Stored data:

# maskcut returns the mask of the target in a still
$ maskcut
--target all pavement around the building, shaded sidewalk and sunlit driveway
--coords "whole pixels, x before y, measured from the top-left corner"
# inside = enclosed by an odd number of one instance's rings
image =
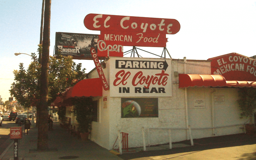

» **What the exercise asks**: Find the lines above that include the string "maskcut" and copy them.

» **Output**:
# maskcut returns the mask of the target in a still
$ maskcut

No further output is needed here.